* Excerpt to read *
* * *

NASA's twin robot geologists, the Mars Exploration Rovers, launched toward Mars in 2003 in search of answers about the history of water on Mars.

The Mars Exploration Rover mission is part of NASA's Mars exploration program, a long-term effort of robotic exploration of the red planet. The program takes advantage of each launch opportunity to go to Mars, which comes around every 26 months as the planets move around the sun.

The first rover, Spirit, was launched on June 10th. The seconed rover, Opportunity, launched on July 7. The two rovers were delivered in landing craft to separate sites on Mars in January 2004.

Primary among the mission's scientific goals is to search for and characterize a wide range of rocks and soils that hold clues to past water activity on Mars. The spacecraft will be targeted to sites that appear to have been affected by liquid water in the past.

* * *

Stored records:
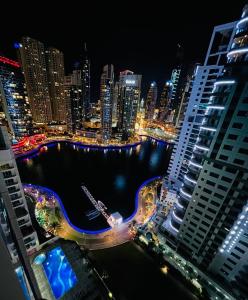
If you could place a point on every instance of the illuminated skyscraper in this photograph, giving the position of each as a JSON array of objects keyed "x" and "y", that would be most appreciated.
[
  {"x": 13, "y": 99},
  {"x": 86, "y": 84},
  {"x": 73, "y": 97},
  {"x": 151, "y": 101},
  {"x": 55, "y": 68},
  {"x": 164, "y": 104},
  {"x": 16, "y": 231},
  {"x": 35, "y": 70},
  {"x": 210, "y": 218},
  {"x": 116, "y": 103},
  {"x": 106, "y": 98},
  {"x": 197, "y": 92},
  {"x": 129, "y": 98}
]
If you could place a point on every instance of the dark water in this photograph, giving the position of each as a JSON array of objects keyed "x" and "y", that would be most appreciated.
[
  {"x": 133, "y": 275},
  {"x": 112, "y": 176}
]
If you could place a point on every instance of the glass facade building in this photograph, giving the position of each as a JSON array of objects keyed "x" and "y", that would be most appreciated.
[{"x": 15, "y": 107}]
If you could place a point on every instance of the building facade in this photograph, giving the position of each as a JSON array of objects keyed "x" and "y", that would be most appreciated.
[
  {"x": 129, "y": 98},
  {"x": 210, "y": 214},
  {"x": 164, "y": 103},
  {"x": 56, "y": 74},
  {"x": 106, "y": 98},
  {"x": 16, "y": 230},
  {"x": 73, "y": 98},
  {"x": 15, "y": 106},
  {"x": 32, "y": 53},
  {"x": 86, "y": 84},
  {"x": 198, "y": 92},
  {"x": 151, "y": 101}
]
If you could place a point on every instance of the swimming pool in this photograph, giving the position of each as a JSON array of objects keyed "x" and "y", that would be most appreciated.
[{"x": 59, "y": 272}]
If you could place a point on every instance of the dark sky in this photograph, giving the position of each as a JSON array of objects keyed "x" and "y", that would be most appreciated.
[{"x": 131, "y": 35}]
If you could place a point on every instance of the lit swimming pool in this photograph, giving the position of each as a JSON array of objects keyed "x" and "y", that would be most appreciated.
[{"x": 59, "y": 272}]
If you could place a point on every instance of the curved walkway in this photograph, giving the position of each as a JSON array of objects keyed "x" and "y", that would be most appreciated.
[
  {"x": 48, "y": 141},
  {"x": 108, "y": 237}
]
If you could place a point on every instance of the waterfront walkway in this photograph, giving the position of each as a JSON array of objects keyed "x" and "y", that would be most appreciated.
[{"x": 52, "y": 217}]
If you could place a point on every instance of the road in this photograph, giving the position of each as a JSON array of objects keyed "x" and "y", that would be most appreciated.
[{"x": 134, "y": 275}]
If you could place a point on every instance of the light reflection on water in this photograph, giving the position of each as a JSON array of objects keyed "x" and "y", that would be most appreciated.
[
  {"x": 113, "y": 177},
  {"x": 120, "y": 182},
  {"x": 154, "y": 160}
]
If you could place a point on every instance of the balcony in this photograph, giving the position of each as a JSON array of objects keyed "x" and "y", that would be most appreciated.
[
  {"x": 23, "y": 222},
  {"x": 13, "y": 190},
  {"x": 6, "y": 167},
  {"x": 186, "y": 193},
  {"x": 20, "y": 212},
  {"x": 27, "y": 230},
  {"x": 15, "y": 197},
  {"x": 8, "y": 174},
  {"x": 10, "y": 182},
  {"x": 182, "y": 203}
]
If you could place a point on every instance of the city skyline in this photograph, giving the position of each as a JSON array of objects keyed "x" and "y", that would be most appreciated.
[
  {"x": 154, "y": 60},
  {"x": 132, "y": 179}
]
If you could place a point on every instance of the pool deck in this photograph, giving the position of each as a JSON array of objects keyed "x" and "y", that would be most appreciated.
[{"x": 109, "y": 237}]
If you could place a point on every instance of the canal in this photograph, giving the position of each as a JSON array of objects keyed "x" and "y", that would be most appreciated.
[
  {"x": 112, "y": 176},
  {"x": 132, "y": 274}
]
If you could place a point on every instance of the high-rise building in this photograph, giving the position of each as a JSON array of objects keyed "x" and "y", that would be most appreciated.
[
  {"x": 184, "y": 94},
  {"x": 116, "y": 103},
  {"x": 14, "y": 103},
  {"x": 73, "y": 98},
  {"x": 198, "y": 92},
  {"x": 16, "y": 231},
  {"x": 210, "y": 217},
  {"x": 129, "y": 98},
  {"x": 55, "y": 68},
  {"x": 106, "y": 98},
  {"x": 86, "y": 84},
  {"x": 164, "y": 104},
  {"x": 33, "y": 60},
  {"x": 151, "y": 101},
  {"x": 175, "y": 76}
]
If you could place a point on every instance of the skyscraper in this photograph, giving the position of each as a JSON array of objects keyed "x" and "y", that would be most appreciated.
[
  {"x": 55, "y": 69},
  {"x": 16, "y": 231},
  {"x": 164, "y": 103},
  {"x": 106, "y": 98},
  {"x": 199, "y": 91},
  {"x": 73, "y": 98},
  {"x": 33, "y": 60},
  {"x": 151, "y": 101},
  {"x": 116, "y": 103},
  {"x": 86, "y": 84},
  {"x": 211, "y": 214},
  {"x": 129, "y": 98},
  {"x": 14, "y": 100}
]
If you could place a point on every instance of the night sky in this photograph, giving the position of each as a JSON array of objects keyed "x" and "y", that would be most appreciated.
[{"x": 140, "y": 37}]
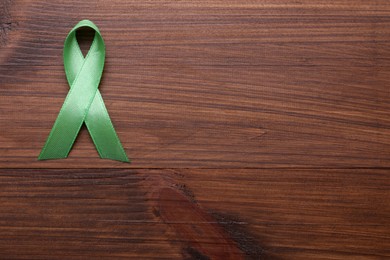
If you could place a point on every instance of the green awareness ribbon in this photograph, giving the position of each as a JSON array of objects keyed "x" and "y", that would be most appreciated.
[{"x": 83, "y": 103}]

* * *

* Set task A *
Reproduce the passage on the Mars Exploration Rovers from "The Mars Exploration Rover mission" up to and including "in January 2004.".
* Set task B *
In the passage on the Mars Exploration Rovers, how often does the opportunity to launch to Mars come around?
* Set task C *
Pick up the passage on the Mars Exploration Rovers after its last sentence and continue writing it.

* Task answer A *
The Mars Exploration Rover mission is part of NASA's Mars exploration program, a long-term effort of robotic exploration of the red planet. The program takes advantage of each launch opportunity to go to Mars, which comes around every 26 months as the planets move around the sun.

The first rover, Spirit, was launched on June 10th. The seconed rover, Opportunity, launched on July 7. The two rovers were delivered in landing craft to separate sites on Mars in January 2004.

* Task answer B *
Every 26 months.

* Task answer C *
After the airbag-protected landing craft settle onto the surface and open, the rovers will roll out to take panoramic images. These images will give scientists the information they need to select promising geological targets that will tell part of the story of water in Mars' past. Then, the rovers will drive to those locations to perform on-site scientific investigations over the course of their 90-day mission.

The primary science instruments on the rovers are:

• A panoramic camera (Pancam), for determining the mineralogy, texture, and structure of the local terrain.
• A miniature thermal emission spectrometer (Mini-TES), for identifying promising rocks and soils for closer examination, and to determine the processes that formed Martian rocks. The instrument will also look skyward to provide temperature profiles of the Martian atmosphere.
• A Mössbauer Spectrometer (MB), for close-up investigations of the mineralogy of iron-bearing rocks and soils.
• An alpha particle X-Ray spectrometer (APXS), for close-up analysis of the abundances of elements that make up rocks and soils.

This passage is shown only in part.